(Tarefa proposta) No texto sobre brinquedos de infância abaixo, reescreva de forma mais breve, por favor, o parágrafo que começa com "Claro que havia outras brincadeiras", mantendo seus fatos principais.

Geraldo Borges
Não consigo me lembrar do meu primeiro brinquedo. Mas deve ter sido a chupeta, o maracá, e concomitantemente os dedos dos meus pés. Um salto nas lembranças e me vejo no pátio da fazenda de meus pais brincando com um cavalo de pau feito de um galho de palha de carnaubeira. A idéia deste brinquedo saiu da cabeça do menino João, agregado de nossa casa, menino habilidoso que sabia fazer muitos tipos de brinquedos. Alguns exemplos: arapuca de taboca para pegar rolinha, badogue para atirar pedra em passarinhos, besta com arco e flecha,.vapor gaiola de talo de buriti para a gente brincar dentro do riacho, gaiolas, bainha de faca feita com pedaços de arco de barrica que vinham reforçando as caixas de mercadorias que meu pai comprava nas casas de exportação. Ele passava um pedaço de arco de barrica em uma pedra de amolar até fazer um gume na lamina. João era um artista, para não dizer artífice. Ia me esquecendo da baladeira, que depois fiquei sabendo que também pode ser chamada de estilingue. As nossas eram feitas de elástico. Mas funcionavam muito bem. Como morávamos no mato quase todos estes brinquedos derivavam da nossa paisagem. As minhas irmãs brincavam com bonecas feitas de ossos de boi ou de sabugo de milho. E viva a imaginação. Jogávamos bola com bexigas de boi.
Claro que havia outras brincadeiras das quais participávamos como expectadores: o reisado, o bumba meu boi, as festas de São João. As desobrigas. Isto era coisa organizada por adultos. Tinha um tempo marcado no calendário. Não era brincadeira de menino. Mas mesmo assim nos divertíamos.

Dados de anotação baseados em pontos:
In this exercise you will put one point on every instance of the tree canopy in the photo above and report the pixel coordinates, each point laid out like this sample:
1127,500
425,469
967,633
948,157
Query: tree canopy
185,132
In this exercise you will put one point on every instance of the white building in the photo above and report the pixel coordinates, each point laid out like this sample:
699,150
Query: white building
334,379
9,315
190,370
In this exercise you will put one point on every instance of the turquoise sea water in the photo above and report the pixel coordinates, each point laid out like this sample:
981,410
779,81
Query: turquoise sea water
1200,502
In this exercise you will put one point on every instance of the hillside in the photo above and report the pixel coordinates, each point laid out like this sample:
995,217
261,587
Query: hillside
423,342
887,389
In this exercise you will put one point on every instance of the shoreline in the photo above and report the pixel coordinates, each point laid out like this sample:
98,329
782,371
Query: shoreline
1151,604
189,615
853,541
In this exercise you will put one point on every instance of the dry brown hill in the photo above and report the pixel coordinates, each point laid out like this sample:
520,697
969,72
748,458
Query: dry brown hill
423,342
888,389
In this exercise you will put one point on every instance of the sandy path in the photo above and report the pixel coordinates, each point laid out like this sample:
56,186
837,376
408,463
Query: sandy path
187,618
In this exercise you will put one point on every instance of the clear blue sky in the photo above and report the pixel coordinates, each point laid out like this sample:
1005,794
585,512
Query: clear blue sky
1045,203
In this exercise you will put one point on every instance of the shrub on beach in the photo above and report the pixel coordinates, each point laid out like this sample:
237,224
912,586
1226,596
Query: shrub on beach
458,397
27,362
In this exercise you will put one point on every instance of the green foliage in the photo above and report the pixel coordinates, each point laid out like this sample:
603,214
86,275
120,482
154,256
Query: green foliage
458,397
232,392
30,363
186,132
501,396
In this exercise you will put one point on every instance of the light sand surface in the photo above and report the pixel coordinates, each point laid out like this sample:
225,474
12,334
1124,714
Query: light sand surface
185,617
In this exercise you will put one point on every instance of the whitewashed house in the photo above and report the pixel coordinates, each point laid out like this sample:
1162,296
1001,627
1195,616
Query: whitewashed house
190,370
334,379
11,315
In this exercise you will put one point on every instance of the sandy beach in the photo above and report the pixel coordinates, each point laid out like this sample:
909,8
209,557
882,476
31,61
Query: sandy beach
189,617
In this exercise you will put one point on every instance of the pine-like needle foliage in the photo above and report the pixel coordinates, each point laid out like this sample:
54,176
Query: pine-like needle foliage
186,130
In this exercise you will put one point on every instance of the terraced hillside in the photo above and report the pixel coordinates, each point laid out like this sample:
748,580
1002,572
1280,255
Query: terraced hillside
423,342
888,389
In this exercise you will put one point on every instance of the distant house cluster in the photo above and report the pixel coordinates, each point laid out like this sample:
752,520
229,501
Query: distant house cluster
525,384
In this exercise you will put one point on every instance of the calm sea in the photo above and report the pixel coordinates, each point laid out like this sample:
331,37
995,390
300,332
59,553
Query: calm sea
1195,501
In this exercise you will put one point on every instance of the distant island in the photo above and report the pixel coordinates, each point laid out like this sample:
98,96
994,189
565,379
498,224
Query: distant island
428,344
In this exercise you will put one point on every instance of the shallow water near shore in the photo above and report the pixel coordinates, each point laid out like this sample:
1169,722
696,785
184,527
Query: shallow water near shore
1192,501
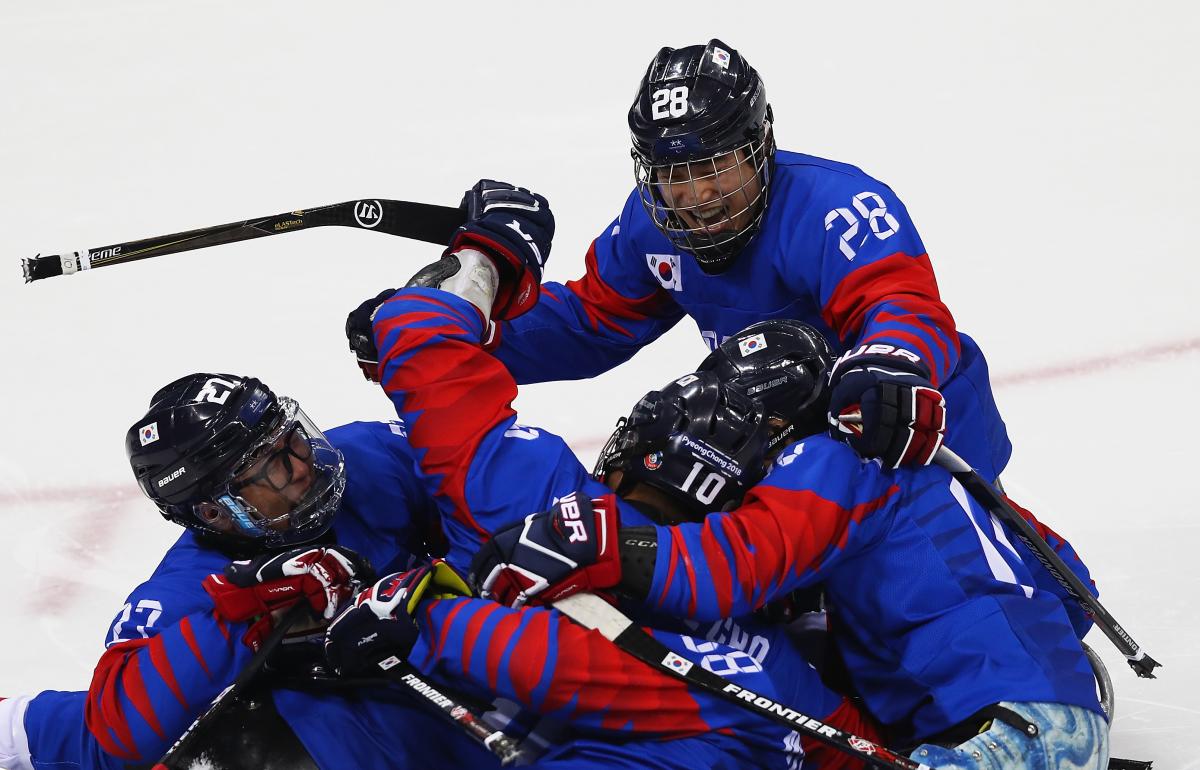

(Exercício resolvido) Havia também brincadeiras que assistíamos como espectadores: o reisado, o bumba meu boi, as festas de São João e as desobrigas. Eram organizadas por adultos e tinham data marcada no calendário. Não eram brincadeira de menino, mas mesmo assim nos divertíamos.